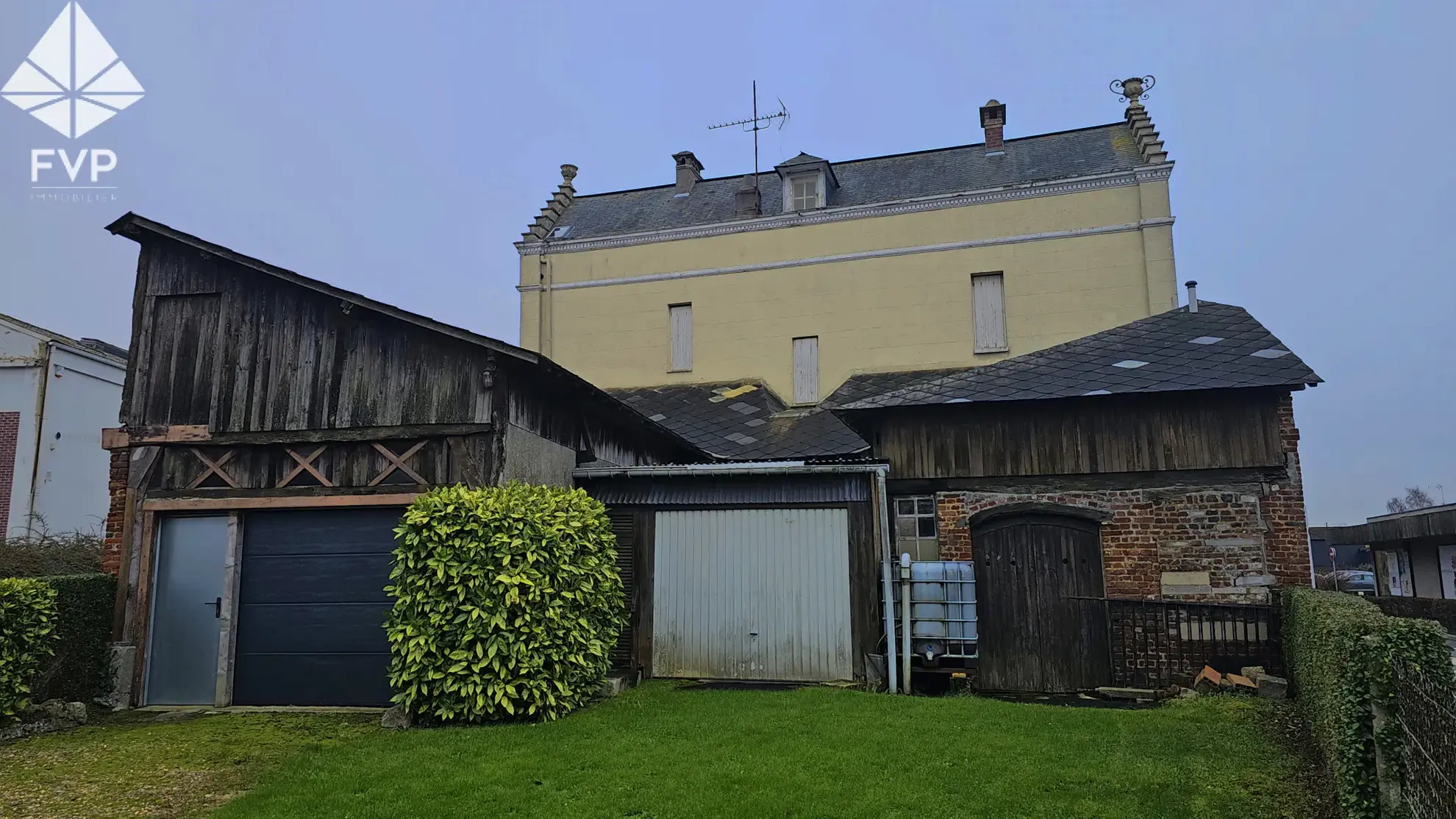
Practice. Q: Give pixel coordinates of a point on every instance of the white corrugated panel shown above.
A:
(805, 370)
(680, 335)
(752, 594)
(988, 293)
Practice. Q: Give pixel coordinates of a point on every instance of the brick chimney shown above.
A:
(746, 201)
(993, 118)
(689, 172)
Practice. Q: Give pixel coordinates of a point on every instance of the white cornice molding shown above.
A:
(1074, 185)
(884, 254)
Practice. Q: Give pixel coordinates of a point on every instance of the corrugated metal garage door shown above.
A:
(752, 594)
(312, 606)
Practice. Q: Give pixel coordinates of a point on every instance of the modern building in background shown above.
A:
(56, 396)
(1414, 551)
(817, 270)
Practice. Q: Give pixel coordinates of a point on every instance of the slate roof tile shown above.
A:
(756, 425)
(1087, 365)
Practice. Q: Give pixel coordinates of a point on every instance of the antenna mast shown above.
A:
(756, 124)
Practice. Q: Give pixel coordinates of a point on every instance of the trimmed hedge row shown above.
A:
(1335, 646)
(26, 639)
(507, 601)
(80, 668)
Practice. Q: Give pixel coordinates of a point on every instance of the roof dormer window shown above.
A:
(807, 182)
(805, 193)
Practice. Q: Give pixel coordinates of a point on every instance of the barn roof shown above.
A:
(1219, 346)
(138, 227)
(743, 421)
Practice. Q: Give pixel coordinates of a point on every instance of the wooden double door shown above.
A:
(1038, 632)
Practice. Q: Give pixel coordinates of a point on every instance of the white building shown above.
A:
(56, 396)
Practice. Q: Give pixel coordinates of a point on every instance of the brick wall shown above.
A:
(1224, 542)
(9, 440)
(115, 511)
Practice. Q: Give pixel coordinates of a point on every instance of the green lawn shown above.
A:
(661, 752)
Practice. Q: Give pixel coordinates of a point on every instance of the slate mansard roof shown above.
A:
(1085, 151)
(1219, 346)
(743, 421)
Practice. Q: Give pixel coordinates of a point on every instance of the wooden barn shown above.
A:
(273, 428)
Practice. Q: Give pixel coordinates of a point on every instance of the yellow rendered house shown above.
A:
(820, 270)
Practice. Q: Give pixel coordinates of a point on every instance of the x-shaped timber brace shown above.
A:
(398, 463)
(304, 465)
(213, 468)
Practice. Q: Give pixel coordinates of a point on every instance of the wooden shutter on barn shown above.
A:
(624, 526)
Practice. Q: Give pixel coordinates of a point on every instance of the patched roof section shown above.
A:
(743, 421)
(1102, 149)
(1219, 346)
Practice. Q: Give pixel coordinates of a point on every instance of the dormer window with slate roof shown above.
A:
(807, 182)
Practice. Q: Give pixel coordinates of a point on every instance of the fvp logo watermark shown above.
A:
(73, 82)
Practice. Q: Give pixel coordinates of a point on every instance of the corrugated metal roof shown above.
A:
(721, 490)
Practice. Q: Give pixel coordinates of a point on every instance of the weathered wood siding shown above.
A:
(242, 351)
(1104, 434)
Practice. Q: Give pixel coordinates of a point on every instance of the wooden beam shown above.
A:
(350, 434)
(174, 434)
(279, 502)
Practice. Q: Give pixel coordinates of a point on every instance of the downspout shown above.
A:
(40, 435)
(893, 673)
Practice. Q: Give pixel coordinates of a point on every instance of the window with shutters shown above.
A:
(680, 338)
(989, 304)
(915, 529)
(805, 370)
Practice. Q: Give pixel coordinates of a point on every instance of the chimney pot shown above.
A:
(689, 172)
(993, 120)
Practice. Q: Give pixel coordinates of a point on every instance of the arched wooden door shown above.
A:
(1034, 633)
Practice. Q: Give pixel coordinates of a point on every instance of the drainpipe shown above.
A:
(40, 435)
(904, 618)
(891, 668)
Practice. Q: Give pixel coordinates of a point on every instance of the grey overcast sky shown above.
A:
(398, 149)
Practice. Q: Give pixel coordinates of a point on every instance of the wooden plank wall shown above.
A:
(1104, 434)
(242, 351)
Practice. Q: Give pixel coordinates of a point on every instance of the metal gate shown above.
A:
(752, 594)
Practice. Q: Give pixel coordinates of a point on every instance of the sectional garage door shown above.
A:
(312, 607)
(752, 594)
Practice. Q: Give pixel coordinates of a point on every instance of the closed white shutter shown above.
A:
(989, 298)
(805, 370)
(680, 337)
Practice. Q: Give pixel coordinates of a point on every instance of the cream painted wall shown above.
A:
(871, 315)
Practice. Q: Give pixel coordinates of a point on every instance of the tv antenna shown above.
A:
(756, 124)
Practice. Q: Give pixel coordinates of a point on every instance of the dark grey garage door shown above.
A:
(312, 606)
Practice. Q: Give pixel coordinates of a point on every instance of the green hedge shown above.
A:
(26, 640)
(1335, 646)
(80, 668)
(507, 601)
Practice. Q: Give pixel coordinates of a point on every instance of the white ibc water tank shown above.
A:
(943, 607)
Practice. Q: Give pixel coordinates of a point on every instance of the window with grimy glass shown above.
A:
(915, 529)
(804, 193)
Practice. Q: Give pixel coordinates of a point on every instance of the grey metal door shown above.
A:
(752, 594)
(187, 600)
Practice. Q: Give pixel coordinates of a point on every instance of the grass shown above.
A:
(661, 752)
(135, 765)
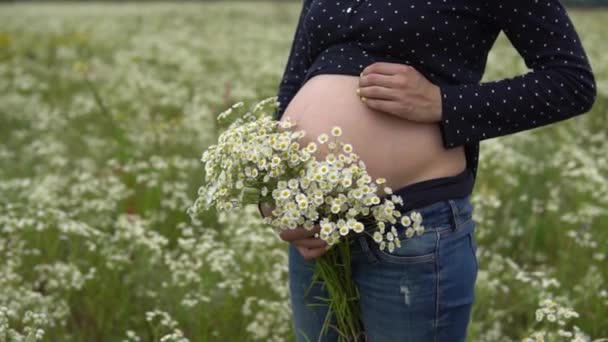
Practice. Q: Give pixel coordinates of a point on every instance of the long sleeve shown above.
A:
(296, 66)
(560, 85)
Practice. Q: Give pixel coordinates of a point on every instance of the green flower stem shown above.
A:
(334, 268)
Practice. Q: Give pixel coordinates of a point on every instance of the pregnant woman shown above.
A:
(401, 77)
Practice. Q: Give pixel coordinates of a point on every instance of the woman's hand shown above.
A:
(304, 240)
(401, 90)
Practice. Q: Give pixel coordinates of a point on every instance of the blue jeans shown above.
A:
(422, 291)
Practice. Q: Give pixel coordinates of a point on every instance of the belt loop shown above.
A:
(366, 249)
(455, 214)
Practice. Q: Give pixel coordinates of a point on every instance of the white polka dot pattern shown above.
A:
(448, 41)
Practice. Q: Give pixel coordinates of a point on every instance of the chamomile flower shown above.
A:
(409, 232)
(322, 138)
(311, 147)
(336, 131)
(377, 237)
(358, 227)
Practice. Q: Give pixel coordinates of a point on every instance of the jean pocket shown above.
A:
(418, 248)
(473, 246)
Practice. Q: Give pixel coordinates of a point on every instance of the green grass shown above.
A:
(104, 113)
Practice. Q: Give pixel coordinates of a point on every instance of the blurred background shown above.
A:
(105, 110)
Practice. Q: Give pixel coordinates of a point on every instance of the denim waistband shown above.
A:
(453, 212)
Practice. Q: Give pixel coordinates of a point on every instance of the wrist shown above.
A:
(436, 104)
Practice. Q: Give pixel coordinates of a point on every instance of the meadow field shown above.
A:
(105, 111)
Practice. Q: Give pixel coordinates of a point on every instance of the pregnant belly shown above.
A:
(402, 151)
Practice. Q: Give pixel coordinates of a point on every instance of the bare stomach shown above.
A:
(402, 151)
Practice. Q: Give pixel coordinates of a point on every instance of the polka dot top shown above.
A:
(448, 42)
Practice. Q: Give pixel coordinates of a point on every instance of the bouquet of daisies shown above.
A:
(260, 160)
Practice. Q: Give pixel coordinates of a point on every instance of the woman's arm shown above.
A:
(296, 66)
(560, 86)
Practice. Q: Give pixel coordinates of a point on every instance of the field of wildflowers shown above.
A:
(104, 113)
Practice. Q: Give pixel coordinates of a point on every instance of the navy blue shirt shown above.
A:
(448, 42)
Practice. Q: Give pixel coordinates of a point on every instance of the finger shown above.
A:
(310, 243)
(386, 68)
(378, 92)
(375, 79)
(298, 233)
(312, 253)
(387, 106)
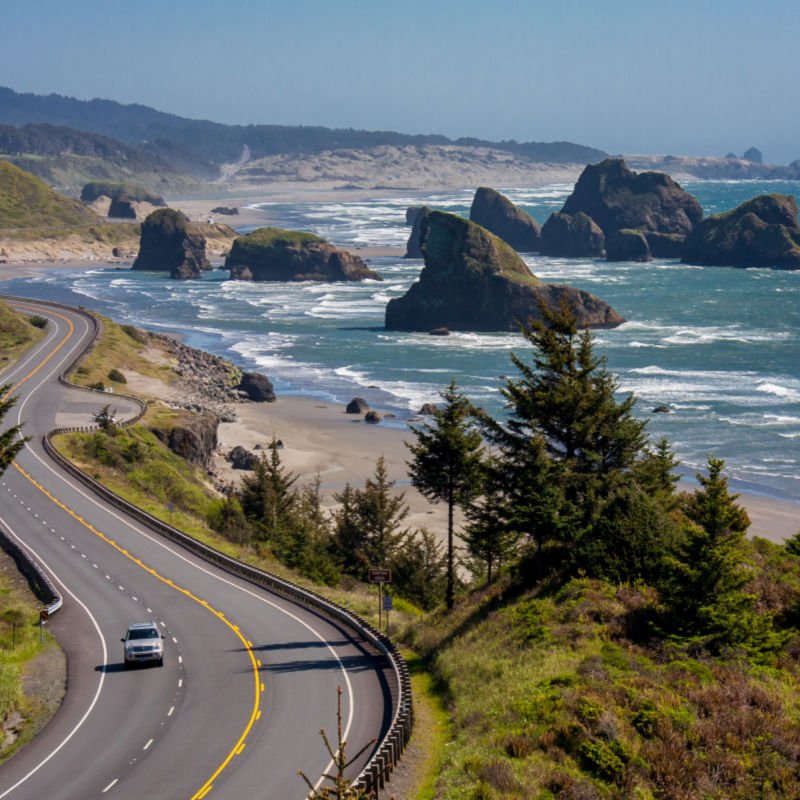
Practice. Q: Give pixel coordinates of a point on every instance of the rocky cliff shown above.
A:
(500, 216)
(472, 280)
(169, 242)
(763, 232)
(274, 254)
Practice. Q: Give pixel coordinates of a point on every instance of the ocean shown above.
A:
(720, 347)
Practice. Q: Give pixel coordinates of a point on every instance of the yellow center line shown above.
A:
(258, 686)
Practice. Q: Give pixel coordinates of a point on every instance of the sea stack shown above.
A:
(500, 216)
(170, 243)
(474, 281)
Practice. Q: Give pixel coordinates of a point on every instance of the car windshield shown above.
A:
(143, 633)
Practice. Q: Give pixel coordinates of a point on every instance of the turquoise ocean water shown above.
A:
(720, 347)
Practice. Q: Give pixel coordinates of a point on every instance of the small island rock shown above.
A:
(169, 242)
(274, 254)
(358, 405)
(627, 245)
(572, 236)
(762, 232)
(500, 216)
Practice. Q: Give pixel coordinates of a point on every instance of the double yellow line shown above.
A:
(255, 714)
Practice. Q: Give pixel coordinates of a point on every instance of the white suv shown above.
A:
(143, 642)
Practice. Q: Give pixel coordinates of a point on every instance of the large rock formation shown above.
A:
(169, 242)
(193, 438)
(763, 232)
(627, 245)
(502, 218)
(615, 197)
(472, 280)
(274, 254)
(417, 215)
(572, 236)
● ● ● ●
Work to complete: Copy the stretch of the records above that runs from the line with "top shown above." through the line with "finger shown above.". Both end lines belong in the copy, and nothing else does.

Your solution:
Practice. Q: Give pixel coordinates of a point on every instance of the polka dot top shown above.
A:
(448, 42)
Practice. Q: Give pixel coordinates of a point on every instance of the bouquet of daisies shown above.
A:
(260, 160)
Practice. Q: Give pixel coordinates of a point on every instance of the woman's arm shown above.
A:
(296, 66)
(560, 86)
Practice. Q: Give pixel coordinates of a point on every instance of the field of wildflowers shown above.
A:
(104, 113)
Practice. Q: Give pixel coordinates of a point on every instance of the navy blue shirt shown above.
A:
(448, 42)
Practice. Q: Give pixel coordinates of a point on every instance of the finger shown above.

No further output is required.